▸ **ABOUT THIS TASK**: Nothing in the entries may be altered; copy them in full.

════════════════════

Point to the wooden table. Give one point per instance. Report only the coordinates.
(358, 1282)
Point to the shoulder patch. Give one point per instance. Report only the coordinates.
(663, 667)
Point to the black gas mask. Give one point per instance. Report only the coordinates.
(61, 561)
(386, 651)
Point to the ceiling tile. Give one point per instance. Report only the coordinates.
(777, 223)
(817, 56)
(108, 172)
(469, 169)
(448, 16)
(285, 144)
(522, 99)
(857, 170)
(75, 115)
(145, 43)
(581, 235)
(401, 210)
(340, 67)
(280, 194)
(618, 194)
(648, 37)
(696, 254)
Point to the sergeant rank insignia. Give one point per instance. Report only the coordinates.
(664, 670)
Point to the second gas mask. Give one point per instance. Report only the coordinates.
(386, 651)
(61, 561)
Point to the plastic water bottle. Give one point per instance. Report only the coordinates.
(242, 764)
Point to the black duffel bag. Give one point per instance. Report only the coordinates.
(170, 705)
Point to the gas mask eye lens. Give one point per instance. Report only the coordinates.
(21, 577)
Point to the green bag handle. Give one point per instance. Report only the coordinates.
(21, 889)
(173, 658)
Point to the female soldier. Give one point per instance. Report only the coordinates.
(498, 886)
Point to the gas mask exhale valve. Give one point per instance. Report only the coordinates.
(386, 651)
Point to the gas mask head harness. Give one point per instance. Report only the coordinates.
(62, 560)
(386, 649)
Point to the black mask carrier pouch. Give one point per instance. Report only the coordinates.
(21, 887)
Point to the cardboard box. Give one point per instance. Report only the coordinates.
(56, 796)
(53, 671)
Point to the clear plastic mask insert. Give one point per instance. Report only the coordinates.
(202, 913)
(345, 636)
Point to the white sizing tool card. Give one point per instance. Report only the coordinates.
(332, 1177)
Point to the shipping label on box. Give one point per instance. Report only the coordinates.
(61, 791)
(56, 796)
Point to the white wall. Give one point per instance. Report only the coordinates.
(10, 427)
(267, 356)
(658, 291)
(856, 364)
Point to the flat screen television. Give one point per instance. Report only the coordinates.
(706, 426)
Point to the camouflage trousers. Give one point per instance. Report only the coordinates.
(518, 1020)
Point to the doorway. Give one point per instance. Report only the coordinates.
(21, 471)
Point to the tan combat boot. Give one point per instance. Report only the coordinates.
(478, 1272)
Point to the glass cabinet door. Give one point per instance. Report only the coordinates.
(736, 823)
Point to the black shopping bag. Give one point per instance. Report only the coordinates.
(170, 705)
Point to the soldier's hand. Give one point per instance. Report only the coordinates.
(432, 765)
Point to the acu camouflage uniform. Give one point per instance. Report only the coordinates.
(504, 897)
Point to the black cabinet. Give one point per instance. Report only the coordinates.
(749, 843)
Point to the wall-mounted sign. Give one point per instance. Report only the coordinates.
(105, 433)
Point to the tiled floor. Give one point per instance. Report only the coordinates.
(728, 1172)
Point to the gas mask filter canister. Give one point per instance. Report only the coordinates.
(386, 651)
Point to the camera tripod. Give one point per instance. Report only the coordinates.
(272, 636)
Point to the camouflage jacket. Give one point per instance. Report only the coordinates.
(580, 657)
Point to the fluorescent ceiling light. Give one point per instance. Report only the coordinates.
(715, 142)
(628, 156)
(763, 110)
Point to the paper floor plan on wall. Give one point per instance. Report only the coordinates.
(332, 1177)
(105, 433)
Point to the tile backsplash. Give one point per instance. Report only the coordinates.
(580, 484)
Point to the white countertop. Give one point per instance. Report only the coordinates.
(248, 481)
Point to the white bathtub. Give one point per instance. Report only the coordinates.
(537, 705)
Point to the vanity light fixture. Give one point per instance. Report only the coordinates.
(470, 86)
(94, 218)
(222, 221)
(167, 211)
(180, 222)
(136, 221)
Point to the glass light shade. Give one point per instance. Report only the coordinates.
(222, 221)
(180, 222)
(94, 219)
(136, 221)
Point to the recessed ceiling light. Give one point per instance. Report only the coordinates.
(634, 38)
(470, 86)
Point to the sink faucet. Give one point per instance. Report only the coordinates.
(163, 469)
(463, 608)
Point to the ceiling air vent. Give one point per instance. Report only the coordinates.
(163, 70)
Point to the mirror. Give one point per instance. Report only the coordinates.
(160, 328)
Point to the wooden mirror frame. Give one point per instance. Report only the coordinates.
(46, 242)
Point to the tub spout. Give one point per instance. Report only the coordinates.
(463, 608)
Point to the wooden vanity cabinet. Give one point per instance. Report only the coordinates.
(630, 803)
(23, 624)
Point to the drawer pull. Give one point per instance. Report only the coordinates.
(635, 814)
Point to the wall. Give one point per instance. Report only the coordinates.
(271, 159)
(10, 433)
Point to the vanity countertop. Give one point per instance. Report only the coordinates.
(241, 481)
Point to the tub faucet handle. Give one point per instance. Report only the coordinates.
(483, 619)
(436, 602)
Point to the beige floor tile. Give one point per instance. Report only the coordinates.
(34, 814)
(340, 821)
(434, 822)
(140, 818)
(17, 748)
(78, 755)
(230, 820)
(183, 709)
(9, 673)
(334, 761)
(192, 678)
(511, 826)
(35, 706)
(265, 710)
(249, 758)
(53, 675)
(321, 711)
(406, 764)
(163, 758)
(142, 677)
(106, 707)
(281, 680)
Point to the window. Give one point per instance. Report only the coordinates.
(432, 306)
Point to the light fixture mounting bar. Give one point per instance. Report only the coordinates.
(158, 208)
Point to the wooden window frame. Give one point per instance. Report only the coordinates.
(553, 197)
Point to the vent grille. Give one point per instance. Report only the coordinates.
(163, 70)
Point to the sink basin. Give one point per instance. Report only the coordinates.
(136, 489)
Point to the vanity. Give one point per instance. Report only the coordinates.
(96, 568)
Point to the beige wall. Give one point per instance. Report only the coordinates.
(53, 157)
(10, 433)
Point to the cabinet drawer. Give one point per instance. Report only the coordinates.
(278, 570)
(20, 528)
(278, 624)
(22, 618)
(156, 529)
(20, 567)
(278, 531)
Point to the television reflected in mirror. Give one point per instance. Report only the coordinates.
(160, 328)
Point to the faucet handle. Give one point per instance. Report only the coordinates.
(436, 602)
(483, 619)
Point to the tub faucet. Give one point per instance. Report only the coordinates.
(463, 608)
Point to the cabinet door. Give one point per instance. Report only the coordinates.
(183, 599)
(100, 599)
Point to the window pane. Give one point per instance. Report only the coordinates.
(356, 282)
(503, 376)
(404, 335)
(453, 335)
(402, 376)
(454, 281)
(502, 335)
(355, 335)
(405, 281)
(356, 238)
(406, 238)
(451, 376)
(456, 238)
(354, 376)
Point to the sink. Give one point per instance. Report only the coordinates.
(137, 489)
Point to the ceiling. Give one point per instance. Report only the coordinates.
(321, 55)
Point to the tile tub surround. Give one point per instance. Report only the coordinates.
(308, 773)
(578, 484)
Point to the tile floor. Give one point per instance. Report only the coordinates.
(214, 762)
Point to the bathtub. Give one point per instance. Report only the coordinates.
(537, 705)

════════════════════

▸ **REPLY TO THE TASK**:
Point to the wooden table. Give one point per instance. Report only the coordinates.
(358, 1282)
Point to the shoulder patch. Give one point per instance. Report only the coordinates.
(663, 667)
Point to the black gas mask. Give one point per instance. Report only the coordinates.
(61, 561)
(386, 651)
Point to the ceiling tile. Give one point per instance. Report only the coordinates.
(777, 223)
(817, 56)
(108, 172)
(469, 169)
(448, 16)
(285, 144)
(522, 99)
(857, 170)
(75, 115)
(145, 43)
(581, 235)
(401, 210)
(340, 67)
(280, 194)
(618, 194)
(648, 37)
(696, 254)
Point to the sergeant rank insignia. Give one point per instance. Report only the coordinates.
(664, 670)
Point to the second gas mask. Give one point per instance. Report only the coordinates.
(386, 651)
(61, 561)
Point to the plastic water bottle. Give one point per instance. Report only the coordinates.
(242, 764)
Point to the black duffel bag. Give one point per instance. Report only the coordinates.
(170, 705)
Point to the gas mask eye lens. Give one point per instance. Report only the coordinates.
(21, 577)
Point to the green bag handle. Give one point per instance. Report only the coordinates.
(21, 889)
(173, 658)
Point to the female soldier. Give one point per instance. Report only the coordinates.
(498, 886)
Point to the gas mask exhale valve. Give one point per instance. Report only the coordinates.
(386, 651)
Point to the gas mask head harness. Give one point per instance. Report only the coordinates.
(62, 560)
(386, 649)
Point to the black mask carrier pouch. Give one point per instance. Report only the coordinates.
(21, 887)
Point to the cardboard box. Give one point per instance. Report only the coordinates.
(56, 796)
(53, 671)
Point to the clear plastic mask insert. Give one point per instance. Report only the coordinates.
(202, 913)
(345, 636)
Point to the white sizing tool card. Give one point per instance. Report only the coordinates.
(332, 1177)
Point to the shipping label on box. Give one point per instance. Report only the coordinates.
(61, 791)
(56, 796)
Point to the white wall. Give one point per instance. Report only the coordinates.
(10, 427)
(267, 356)
(658, 291)
(856, 364)
Point to the flat screen television. Give one point per instance. Report only the coordinates.
(706, 426)
Point to the camouflage trousers. Give one point per instance. Report only the coordinates.
(518, 1020)
Point to the doorway. Give one point per instance. Report only the coordinates.
(21, 471)
Point to the tan combat boot. Give one point per instance. Report only the coordinates.
(478, 1272)
Point to the glass cabinet door. Give one point per instance. Report only the coordinates.
(736, 823)
Point to the black shopping bag. Give one point per instance. Report only the coordinates.
(170, 705)
Point to the soldier's hand. Give one point per instance. Report only the coordinates.
(432, 765)
Point to the acu camouflage uniform. Give one point per instance. Report only the coordinates.
(504, 897)
Point to the black cabinet. Give one point per instance. Report only the coordinates.
(749, 843)
Point to the wall-mounted sign. Give one point per instance. Report only the coordinates.
(105, 433)
Point to the tiled floor. Give one point per instance. Report only the coordinates.
(728, 1172)
Point to the gas mask filter canister. Give one point per instance. Report only the coordinates.
(386, 651)
Point to the camera tripod. Give one point per instance. Report only the coordinates.
(272, 636)
Point to the camouflage jacket. Give one point per instance. Report only the coordinates.
(580, 657)
Point to the fluorescent ceiling light. Give one point per instance. Report only the coordinates.
(715, 142)
(628, 156)
(763, 110)
Point to the paper floor plan on wall. Give one point per instance. Report only the coordinates.
(332, 1177)
(105, 433)
Point to the tile backsplash. Give one point per instance. Report only the coordinates.
(580, 484)
Point to the white countertop. Give one point per instance. Report only the coordinates.
(248, 481)
Point to the white bathtub. Give one point per instance. Report only the coordinates.
(537, 705)
Point to the vanity light fixture. Give one point per instance. Report only the coordinates.
(470, 86)
(94, 218)
(222, 221)
(167, 211)
(180, 222)
(136, 221)
Point to the glass light shade. Give one point per instance. Report only the coordinates.
(222, 221)
(180, 222)
(94, 219)
(136, 221)
Point to the recessed ceiling light. Give one point per instance. Report only the coordinates.
(634, 38)
(470, 86)
Point to the sink faucet. Give one point per instance. Report only the coordinates.
(163, 469)
(463, 608)
Point to the ceiling air vent. Give one point per instance. Report only the coordinates.
(163, 70)
Point to the mirror. Give one point per instance. Report only the coordinates.
(160, 328)
Point to the wooden mirror frame. Give one point per instance. Report only the coordinates.
(46, 242)
Point to the tub spout. Give one point per instance. Report only the coordinates.
(463, 608)
Point to the wooden vanity cabinet. Give one point per instance. Report only the coordinates.
(630, 803)
(23, 624)
Point to the drawer pull. Give one point per instance. Report only the coordinates.
(635, 814)
Point to the wall. Give one point per instance. Report only the coordinates.
(271, 159)
(10, 433)
Point to the vanity countertop. Give one point per instance. Report only the coordinates.
(241, 481)
Point to the tub faucet handle. Give one point per instance. Report only the coordinates.
(483, 619)
(436, 602)
Point to the beige floor tile. Give one point per instance. Report only the coordinates.
(34, 814)
(340, 821)
(434, 822)
(140, 818)
(17, 748)
(78, 755)
(230, 820)
(183, 709)
(9, 673)
(334, 761)
(192, 678)
(511, 826)
(35, 706)
(265, 710)
(249, 758)
(53, 675)
(321, 711)
(406, 764)
(163, 758)
(142, 677)
(106, 707)
(281, 680)
Point to the window. Give one point per instance. Report only the coordinates.
(432, 306)
Point to the light fixture mounting bar. Give one point per instance. Report only the coordinates.
(158, 208)
Point to the wooden window frame. Give one point per instance. Report only the coordinates.
(553, 197)
Point to the vent grille. Give one point per instance. Report only the coordinates.
(163, 70)
Point to the sink basin. Give one point per instance. Report only the coordinates.
(136, 489)
Point to the vanity. Give one point per instance. Report only the coordinates.
(96, 568)
Point to the beige wall. Give one point per instance. Report only the coordinates.
(53, 157)
(10, 433)
Point to the cabinet drawer. Give one point per instance. Report only the coordinates.
(278, 570)
(20, 528)
(278, 624)
(22, 618)
(156, 529)
(20, 567)
(278, 531)
Point to the television reflected in mirror. Give one point per instance. Report only the coordinates.
(160, 328)
Point to the faucet handle. Give one point per instance. Report only the coordinates.
(436, 602)
(483, 619)
Point to the tub faucet. Give one point per instance. Report only the coordinates.
(463, 608)
Point to the cabinet door. Give one point per instance. Report only the coordinates.
(183, 599)
(100, 599)
Point to the window pane. Give one point per instance. Report only the coordinates.
(356, 282)
(503, 376)
(404, 335)
(453, 335)
(402, 376)
(454, 281)
(502, 335)
(355, 335)
(405, 281)
(356, 238)
(406, 238)
(451, 376)
(456, 238)
(354, 376)
Point to the sink. Give one point per instance. Report only the coordinates.
(137, 489)
Point to the ceiling. Give one point per instance. Report only the coordinates.
(321, 55)
Point to the tile tub surround. Give one point per instance. Report only the coordinates.
(308, 773)
(578, 484)
Point to the tile floor. Give one point per instance. Report only the coordinates.
(214, 762)
Point to the bathtub. Give one point per instance. Report only the coordinates.
(537, 705)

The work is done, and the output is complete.